Can you pull out, verbatim, every line beginning with the one that contains "jet engine, that" and continuing through the end of the rows below?
* BEGIN Input data *
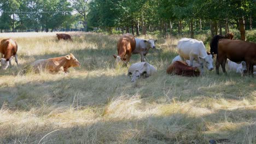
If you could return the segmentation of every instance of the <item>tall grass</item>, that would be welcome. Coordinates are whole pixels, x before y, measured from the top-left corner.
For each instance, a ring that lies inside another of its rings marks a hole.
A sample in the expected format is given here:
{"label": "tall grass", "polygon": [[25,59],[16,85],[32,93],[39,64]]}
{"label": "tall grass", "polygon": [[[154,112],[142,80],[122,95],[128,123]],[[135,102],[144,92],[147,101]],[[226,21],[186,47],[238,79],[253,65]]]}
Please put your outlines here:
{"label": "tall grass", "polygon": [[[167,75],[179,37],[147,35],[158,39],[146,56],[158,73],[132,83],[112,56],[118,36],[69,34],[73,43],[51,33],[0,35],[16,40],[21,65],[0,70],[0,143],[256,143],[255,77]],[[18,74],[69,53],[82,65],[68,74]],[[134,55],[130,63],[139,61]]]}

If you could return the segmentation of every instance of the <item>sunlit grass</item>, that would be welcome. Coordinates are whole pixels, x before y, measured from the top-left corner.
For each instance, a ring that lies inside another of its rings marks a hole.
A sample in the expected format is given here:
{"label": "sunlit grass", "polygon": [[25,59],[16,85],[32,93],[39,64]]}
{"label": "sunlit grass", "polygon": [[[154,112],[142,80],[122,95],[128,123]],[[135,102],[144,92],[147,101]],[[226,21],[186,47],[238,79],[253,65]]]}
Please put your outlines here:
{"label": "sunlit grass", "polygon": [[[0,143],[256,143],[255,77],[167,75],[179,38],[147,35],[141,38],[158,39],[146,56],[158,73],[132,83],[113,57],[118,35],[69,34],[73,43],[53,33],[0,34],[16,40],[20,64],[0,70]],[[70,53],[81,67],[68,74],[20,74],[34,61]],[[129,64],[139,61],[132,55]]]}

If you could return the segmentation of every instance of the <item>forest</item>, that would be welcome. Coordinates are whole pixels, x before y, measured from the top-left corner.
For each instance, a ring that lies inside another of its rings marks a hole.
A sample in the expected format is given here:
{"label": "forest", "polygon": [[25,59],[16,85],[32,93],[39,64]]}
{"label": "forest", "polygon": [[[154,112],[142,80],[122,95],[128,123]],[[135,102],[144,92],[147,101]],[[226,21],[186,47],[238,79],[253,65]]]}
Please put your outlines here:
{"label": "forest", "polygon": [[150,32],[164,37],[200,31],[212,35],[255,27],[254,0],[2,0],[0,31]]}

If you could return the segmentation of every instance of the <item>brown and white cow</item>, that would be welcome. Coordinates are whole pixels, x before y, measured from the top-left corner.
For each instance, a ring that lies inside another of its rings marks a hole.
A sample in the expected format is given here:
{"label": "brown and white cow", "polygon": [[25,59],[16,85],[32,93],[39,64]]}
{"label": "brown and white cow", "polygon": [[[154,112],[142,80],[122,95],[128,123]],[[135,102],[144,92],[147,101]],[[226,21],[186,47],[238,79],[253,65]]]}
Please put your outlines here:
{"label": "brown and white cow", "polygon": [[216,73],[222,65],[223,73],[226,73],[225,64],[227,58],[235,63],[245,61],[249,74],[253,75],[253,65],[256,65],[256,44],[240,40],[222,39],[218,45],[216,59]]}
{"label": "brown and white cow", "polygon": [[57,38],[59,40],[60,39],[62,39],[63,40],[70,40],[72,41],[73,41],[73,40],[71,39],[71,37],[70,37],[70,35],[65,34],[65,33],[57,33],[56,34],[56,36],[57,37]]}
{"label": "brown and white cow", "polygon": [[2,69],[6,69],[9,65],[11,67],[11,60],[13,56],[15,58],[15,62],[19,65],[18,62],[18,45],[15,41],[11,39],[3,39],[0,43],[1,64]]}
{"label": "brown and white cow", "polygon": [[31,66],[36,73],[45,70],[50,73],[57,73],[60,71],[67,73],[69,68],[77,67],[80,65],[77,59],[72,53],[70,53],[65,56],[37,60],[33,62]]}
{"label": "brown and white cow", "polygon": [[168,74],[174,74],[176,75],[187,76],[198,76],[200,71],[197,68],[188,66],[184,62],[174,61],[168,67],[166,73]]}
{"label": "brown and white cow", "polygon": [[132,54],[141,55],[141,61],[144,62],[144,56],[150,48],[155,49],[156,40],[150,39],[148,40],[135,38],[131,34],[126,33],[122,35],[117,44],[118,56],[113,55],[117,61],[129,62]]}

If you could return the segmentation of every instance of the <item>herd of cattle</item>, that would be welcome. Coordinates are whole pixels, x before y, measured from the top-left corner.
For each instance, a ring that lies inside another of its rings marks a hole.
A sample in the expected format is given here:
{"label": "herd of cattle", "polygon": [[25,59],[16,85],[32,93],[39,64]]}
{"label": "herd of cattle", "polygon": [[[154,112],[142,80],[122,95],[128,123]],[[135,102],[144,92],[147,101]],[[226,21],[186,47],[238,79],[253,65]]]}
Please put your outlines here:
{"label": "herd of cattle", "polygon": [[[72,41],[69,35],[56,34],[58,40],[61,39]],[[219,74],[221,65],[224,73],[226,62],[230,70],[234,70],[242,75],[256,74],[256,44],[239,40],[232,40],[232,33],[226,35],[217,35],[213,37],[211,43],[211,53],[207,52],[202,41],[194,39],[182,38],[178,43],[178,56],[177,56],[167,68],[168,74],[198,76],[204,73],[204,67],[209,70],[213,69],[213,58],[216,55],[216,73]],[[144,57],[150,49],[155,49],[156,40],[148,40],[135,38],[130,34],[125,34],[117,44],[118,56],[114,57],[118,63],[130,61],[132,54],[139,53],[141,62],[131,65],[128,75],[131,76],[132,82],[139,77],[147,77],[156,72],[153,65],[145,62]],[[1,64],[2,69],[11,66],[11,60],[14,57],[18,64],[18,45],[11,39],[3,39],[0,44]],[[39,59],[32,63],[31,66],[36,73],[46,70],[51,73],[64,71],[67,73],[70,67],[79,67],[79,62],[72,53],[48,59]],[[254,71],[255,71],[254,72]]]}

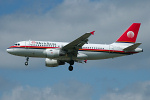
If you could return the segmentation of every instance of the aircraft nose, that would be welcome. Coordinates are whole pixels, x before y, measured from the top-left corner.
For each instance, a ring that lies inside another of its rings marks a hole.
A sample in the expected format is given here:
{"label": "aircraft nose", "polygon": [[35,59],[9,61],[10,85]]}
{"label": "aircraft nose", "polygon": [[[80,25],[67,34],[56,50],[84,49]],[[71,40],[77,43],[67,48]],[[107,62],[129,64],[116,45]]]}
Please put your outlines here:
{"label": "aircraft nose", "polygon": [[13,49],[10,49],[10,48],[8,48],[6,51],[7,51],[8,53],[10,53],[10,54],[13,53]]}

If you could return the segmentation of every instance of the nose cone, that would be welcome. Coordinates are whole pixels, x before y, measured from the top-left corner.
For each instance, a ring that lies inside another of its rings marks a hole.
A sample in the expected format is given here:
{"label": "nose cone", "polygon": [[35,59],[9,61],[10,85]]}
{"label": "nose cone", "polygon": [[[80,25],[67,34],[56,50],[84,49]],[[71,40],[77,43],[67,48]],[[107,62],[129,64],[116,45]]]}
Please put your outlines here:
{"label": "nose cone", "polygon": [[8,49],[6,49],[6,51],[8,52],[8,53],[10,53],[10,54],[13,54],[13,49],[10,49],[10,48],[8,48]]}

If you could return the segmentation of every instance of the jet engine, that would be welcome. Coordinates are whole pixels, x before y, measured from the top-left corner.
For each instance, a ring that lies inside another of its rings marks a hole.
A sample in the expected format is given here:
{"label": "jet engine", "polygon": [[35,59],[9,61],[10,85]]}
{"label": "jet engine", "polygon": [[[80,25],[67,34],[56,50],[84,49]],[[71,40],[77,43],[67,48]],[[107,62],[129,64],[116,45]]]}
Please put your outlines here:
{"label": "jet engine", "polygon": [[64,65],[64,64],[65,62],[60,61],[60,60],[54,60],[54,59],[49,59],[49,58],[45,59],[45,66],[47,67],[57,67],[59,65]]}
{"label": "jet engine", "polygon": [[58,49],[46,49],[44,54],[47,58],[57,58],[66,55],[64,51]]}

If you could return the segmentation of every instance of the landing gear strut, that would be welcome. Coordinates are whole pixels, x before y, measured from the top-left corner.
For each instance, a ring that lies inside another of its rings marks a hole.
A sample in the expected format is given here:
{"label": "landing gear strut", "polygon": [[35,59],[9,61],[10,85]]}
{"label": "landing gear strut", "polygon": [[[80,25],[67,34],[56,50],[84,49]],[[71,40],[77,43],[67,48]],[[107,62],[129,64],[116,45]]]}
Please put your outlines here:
* END Input data *
** Result **
If you could return the segmentation of every instance of the jet engine, that would be welcome. Coordinates are whole pixels, x before y, measured from the top-left corner.
For each instance, a ring that lies inside another of its rings marks a hole.
A sample in the expected format is given here:
{"label": "jet engine", "polygon": [[35,59],[9,61],[10,85]]}
{"label": "jet engine", "polygon": [[[80,25],[67,34],[56,50],[84,49]],[[71,40],[77,43],[67,48]],[[107,62],[129,64],[116,45]]]}
Please put your outlines here:
{"label": "jet engine", "polygon": [[64,65],[64,64],[65,62],[60,61],[60,60],[54,60],[54,59],[49,59],[49,58],[45,59],[45,66],[47,67],[57,67],[59,65]]}
{"label": "jet engine", "polygon": [[58,49],[46,49],[44,54],[47,58],[57,58],[66,55],[64,51]]}

If you could return the segmentation of every instance of the landing gear strut, that would be welcome. Coordinates are whole pixels, x before y, measured from the top-left corner.
For each instance, a ring that lies inside another of its rings marks a hole.
A sample in the expected format is given here:
{"label": "landing gear strut", "polygon": [[35,59],[9,61],[10,85]]}
{"label": "landing gear strut", "polygon": [[[80,25],[67,34],[56,50],[84,49]],[[71,40],[77,43],[67,48]],[[107,62],[129,64],[116,45]]]}
Please put your outlines here:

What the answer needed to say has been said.